─── RECORDS FOR THIS TASK ───

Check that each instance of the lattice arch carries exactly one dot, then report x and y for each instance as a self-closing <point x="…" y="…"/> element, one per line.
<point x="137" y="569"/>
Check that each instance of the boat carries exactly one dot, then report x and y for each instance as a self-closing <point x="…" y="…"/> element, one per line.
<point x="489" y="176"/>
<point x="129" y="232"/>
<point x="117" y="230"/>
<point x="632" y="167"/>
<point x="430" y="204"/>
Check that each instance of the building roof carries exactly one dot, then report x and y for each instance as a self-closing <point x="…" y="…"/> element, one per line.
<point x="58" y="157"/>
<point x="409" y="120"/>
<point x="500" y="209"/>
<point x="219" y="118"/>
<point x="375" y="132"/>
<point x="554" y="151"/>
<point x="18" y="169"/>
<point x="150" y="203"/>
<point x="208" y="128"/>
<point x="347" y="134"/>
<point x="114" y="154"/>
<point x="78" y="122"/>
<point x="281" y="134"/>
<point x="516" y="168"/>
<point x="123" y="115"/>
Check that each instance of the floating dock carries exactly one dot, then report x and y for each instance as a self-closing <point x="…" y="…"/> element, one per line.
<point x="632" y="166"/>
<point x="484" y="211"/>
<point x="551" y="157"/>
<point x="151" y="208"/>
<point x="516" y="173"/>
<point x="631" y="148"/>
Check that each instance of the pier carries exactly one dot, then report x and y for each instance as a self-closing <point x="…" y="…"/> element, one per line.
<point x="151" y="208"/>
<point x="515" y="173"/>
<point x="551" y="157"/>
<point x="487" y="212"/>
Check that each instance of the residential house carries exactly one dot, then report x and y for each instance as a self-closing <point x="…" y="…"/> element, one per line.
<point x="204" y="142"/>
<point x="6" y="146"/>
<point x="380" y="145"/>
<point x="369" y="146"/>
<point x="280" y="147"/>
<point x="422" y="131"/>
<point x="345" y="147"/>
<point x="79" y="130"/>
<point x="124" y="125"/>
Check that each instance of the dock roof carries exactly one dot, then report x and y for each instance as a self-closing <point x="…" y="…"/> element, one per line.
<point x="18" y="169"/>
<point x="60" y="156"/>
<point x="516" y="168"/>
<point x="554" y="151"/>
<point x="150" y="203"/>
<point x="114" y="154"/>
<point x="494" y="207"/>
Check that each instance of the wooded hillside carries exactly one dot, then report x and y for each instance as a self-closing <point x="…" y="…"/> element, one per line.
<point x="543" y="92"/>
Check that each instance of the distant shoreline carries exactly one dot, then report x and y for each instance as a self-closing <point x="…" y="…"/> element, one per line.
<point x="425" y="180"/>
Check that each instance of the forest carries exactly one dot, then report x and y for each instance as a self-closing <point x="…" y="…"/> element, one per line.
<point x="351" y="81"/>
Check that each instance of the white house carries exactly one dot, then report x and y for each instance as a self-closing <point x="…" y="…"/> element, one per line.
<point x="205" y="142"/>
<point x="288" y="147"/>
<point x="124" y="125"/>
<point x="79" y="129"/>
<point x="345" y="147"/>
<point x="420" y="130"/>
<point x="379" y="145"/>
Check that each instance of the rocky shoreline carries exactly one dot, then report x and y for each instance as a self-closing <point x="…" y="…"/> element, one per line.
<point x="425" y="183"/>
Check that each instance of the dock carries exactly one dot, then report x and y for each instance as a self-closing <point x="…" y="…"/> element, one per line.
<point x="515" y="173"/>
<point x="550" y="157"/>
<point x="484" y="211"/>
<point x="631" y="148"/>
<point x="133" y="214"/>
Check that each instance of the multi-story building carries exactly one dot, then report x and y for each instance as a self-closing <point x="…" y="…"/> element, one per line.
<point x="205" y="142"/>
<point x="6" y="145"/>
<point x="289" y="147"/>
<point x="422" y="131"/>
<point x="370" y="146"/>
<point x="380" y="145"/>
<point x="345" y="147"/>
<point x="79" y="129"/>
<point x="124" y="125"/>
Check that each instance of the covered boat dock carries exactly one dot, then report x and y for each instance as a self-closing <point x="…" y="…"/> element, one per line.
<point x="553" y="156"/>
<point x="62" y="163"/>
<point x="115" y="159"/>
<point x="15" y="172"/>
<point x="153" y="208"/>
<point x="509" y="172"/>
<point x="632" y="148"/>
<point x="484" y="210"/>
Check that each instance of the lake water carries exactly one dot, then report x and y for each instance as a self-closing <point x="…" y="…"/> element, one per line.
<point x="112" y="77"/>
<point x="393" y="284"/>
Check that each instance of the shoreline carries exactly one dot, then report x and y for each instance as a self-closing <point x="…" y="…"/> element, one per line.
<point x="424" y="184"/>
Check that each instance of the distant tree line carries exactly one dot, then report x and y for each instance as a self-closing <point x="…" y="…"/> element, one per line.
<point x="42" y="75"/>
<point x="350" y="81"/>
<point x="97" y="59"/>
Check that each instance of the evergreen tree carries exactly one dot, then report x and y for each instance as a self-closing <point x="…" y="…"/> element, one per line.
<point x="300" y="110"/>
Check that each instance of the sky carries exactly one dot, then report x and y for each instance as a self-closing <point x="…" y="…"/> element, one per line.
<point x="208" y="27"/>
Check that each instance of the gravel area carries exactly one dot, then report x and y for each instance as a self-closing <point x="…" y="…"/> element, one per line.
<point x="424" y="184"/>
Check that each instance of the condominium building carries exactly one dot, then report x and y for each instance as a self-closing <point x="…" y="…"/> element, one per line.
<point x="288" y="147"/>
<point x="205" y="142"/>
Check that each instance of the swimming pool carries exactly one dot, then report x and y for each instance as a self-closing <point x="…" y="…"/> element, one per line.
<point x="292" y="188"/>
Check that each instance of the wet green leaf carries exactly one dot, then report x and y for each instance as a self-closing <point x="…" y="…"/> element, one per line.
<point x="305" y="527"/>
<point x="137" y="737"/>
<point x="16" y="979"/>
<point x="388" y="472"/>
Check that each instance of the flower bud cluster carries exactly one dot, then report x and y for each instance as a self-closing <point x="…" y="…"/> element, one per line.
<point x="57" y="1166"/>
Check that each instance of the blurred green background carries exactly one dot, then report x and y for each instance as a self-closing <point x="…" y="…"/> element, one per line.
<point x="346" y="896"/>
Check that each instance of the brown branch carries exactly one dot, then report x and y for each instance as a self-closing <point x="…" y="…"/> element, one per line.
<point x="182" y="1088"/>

───

### GOAL
Set out every line of the material above as a JSON list of strings, with one string per line and blank lines omitted.

### RESPONSE TO THE EXERCISE
[
  "Check that each instance of the lattice arch carries exactly one dot, then report x and y for each instance as a self-closing <point x=\"…\" y=\"…\"/> element, one per line.",
  "<point x=\"137\" y=\"569\"/>",
  "Check that each instance of the boat carries exactly one dot, then report x and y for each instance as a self-closing <point x=\"…\" y=\"…\"/> element, one per line.",
  "<point x=\"489\" y=\"176\"/>",
  "<point x=\"129\" y=\"232\"/>",
  "<point x=\"117\" y=\"230\"/>",
  "<point x=\"632\" y=\"167\"/>",
  "<point x=\"430\" y=\"204\"/>",
  "Check that each instance of the building roof carries exactly one dot, then report x and y for each instance as a self-closing <point x=\"…\" y=\"…\"/> element, one per line.",
  "<point x=\"58\" y=\"157\"/>",
  "<point x=\"409\" y=\"120\"/>",
  "<point x=\"500\" y=\"209\"/>",
  "<point x=\"219\" y=\"118\"/>",
  "<point x=\"375\" y=\"132\"/>",
  "<point x=\"554\" y=\"151\"/>",
  "<point x=\"18\" y=\"169\"/>",
  "<point x=\"150\" y=\"203\"/>",
  "<point x=\"208\" y=\"128\"/>",
  "<point x=\"347\" y=\"134\"/>",
  "<point x=\"114\" y=\"154\"/>",
  "<point x=\"78\" y=\"122\"/>",
  "<point x=\"281\" y=\"134\"/>",
  "<point x=\"516\" y=\"168\"/>",
  "<point x=\"123\" y=\"115\"/>",
  "Check that each instance of the floating dock carries exactly one dot, then report x and y for each instance as a self-closing <point x=\"…\" y=\"…\"/> element, one per line.",
  "<point x=\"632\" y=\"166\"/>",
  "<point x=\"484\" y=\"211\"/>",
  "<point x=\"551\" y=\"157\"/>",
  "<point x=\"151\" y=\"208\"/>",
  "<point x=\"516\" y=\"173\"/>",
  "<point x=\"631\" y=\"148\"/>",
  "Check that each instance of the pier carries exactly one dot, then report x and y for each instance as a self-closing <point x=\"…\" y=\"…\"/> element, one per line.",
  "<point x=\"151\" y=\"208\"/>",
  "<point x=\"515\" y=\"173\"/>",
  "<point x=\"551\" y=\"157\"/>",
  "<point x=\"487\" y=\"212\"/>",
  "Check that each instance of the residential house carries exactly one dot, then report x and y for each instance as a self-closing <point x=\"…\" y=\"…\"/> element, one per line.",
  "<point x=\"204\" y=\"142\"/>",
  "<point x=\"6\" y=\"146\"/>",
  "<point x=\"380\" y=\"145\"/>",
  "<point x=\"369\" y=\"146\"/>",
  "<point x=\"280\" y=\"147\"/>",
  "<point x=\"422\" y=\"131\"/>",
  "<point x=\"345\" y=\"147\"/>",
  "<point x=\"79\" y=\"130\"/>",
  "<point x=\"124\" y=\"125\"/>",
  "Check that each instance of the dock roof carries exactly one dot, then report x and y for each instance as a self-closing <point x=\"…\" y=\"…\"/> element, one per line.",
  "<point x=\"18\" y=\"169\"/>",
  "<point x=\"60\" y=\"156\"/>",
  "<point x=\"516\" y=\"168\"/>",
  "<point x=\"554\" y=\"151\"/>",
  "<point x=\"150\" y=\"203\"/>",
  "<point x=\"114\" y=\"154\"/>",
  "<point x=\"494\" y=\"207\"/>",
  "Check that each instance of the wooded hillside carries exactly one dot, then report x and y for each instance as a self-closing <point x=\"…\" y=\"…\"/> element, one per line.",
  "<point x=\"543\" y=\"92\"/>",
  "Check that each instance of the distant shoreline carries exactly one dot, then report x and y for each instance as a self-closing <point x=\"…\" y=\"…\"/> element, one per line.",
  "<point x=\"425\" y=\"180\"/>",
  "Check that each instance of the forest carries exactly one dot, then report x and y for each instance as a self-closing <point x=\"…\" y=\"…\"/> element, one per line.",
  "<point x=\"351\" y=\"81\"/>",
  "Check that each instance of the white house carries exactly one dot, then report x and y for each instance as a self-closing <point x=\"…\" y=\"…\"/> element, one per line.",
  "<point x=\"205\" y=\"142\"/>",
  "<point x=\"288\" y=\"147\"/>",
  "<point x=\"124\" y=\"125\"/>",
  "<point x=\"79\" y=\"129\"/>",
  "<point x=\"345\" y=\"147\"/>",
  "<point x=\"420\" y=\"130\"/>",
  "<point x=\"379\" y=\"145\"/>",
  "Check that each instance of the rocky shoreline carries exactly one dot, then report x and y for each instance as a self-closing <point x=\"…\" y=\"…\"/> element, one per line.",
  "<point x=\"425\" y=\"183\"/>",
  "Check that each instance of the dock carries exactly one dot, then report x and y for each instance as a self-closing <point x=\"…\" y=\"…\"/> element, one per line.",
  "<point x=\"515\" y=\"173\"/>",
  "<point x=\"550\" y=\"157\"/>",
  "<point x=\"484\" y=\"211\"/>",
  "<point x=\"631\" y=\"148\"/>",
  "<point x=\"133\" y=\"214\"/>",
  "Check that each instance of the multi-story building carries exactly one dot, then report x and y for each instance as a self-closing <point x=\"…\" y=\"…\"/> element, one per line.",
  "<point x=\"205\" y=\"142\"/>",
  "<point x=\"6\" y=\"145\"/>",
  "<point x=\"289\" y=\"147\"/>",
  "<point x=\"422\" y=\"131\"/>",
  "<point x=\"370\" y=\"146\"/>",
  "<point x=\"380\" y=\"145\"/>",
  "<point x=\"345\" y=\"147\"/>",
  "<point x=\"79\" y=\"129\"/>",
  "<point x=\"124\" y=\"125\"/>",
  "Check that each instance of the covered boat dock carries exactly one dot, then report x and y for each instance as a self-closing <point x=\"…\" y=\"…\"/> element, one per line.",
  "<point x=\"553\" y=\"156\"/>",
  "<point x=\"62\" y=\"163\"/>",
  "<point x=\"115\" y=\"159\"/>",
  "<point x=\"15\" y=\"172\"/>",
  "<point x=\"153\" y=\"208\"/>",
  "<point x=\"509\" y=\"172\"/>",
  "<point x=\"632\" y=\"148\"/>",
  "<point x=\"484\" y=\"210\"/>",
  "Check that each instance of the lake water carries exactly one dot, then report x and y for each instance as a self-closing <point x=\"…\" y=\"…\"/> element, one per line.",
  "<point x=\"112\" y=\"77\"/>",
  "<point x=\"393\" y=\"284\"/>",
  "Check that each instance of the shoreline carries exactly one dot, then report x and y for each instance as a self-closing <point x=\"…\" y=\"…\"/> element, one per line.",
  "<point x=\"424\" y=\"184\"/>",
  "Check that each instance of the distant tree line carries exactly one dot, then report x and y for each instance as a self-closing <point x=\"…\" y=\"…\"/> element, one per line.",
  "<point x=\"42\" y=\"75\"/>",
  "<point x=\"350\" y=\"81\"/>",
  "<point x=\"97\" y=\"59\"/>",
  "Check that each instance of the evergreen tree carries exactly one dot, then report x and y for each instance as a self-closing <point x=\"…\" y=\"…\"/> element, one per line.",
  "<point x=\"300\" y=\"110\"/>",
  "Check that each instance of the sky carries exactly one dot, then report x and y for each instance as a self-closing <point x=\"…\" y=\"…\"/> element, one per line.",
  "<point x=\"208\" y=\"27\"/>",
  "Check that each instance of the gravel area carries exactly one dot, then report x and y for each instance as a self-closing <point x=\"…\" y=\"…\"/> element, one per line.",
  "<point x=\"424\" y=\"184\"/>",
  "Check that each instance of the condominium building carries exactly one dot, then report x and y for each instance as a self-closing <point x=\"…\" y=\"…\"/> element, one per line.",
  "<point x=\"288\" y=\"147\"/>",
  "<point x=\"205\" y=\"142\"/>",
  "Check that each instance of the swimming pool carries exactly one dot, then report x and y for each instance as a self-closing <point x=\"…\" y=\"…\"/> element, one per line.",
  "<point x=\"292\" y=\"188\"/>",
  "Check that each instance of the wet green leaf carries exactly one dot, then report x and y for each instance as a self-closing <point x=\"…\" y=\"…\"/> element, one per line.",
  "<point x=\"305\" y=\"527\"/>",
  "<point x=\"137\" y=\"737\"/>",
  "<point x=\"16\" y=\"979\"/>",
  "<point x=\"388\" y=\"472\"/>",
  "Check that each instance of the flower bud cluster carries exactly one dot, then report x and y for each instance as a self-closing <point x=\"…\" y=\"…\"/> element, one per line.",
  "<point x=\"57\" y=\"1166\"/>",
  "Check that each instance of the blurred green background carries exactly one dot, then report x and y for each instance as a self-closing <point x=\"…\" y=\"…\"/> element, one per line.",
  "<point x=\"346\" y=\"896\"/>",
  "Check that each instance of the brown branch carries exactly one dot, then report x and y for each instance as a self-closing <point x=\"…\" y=\"…\"/> element, one per line.",
  "<point x=\"182\" y=\"1088\"/>"
]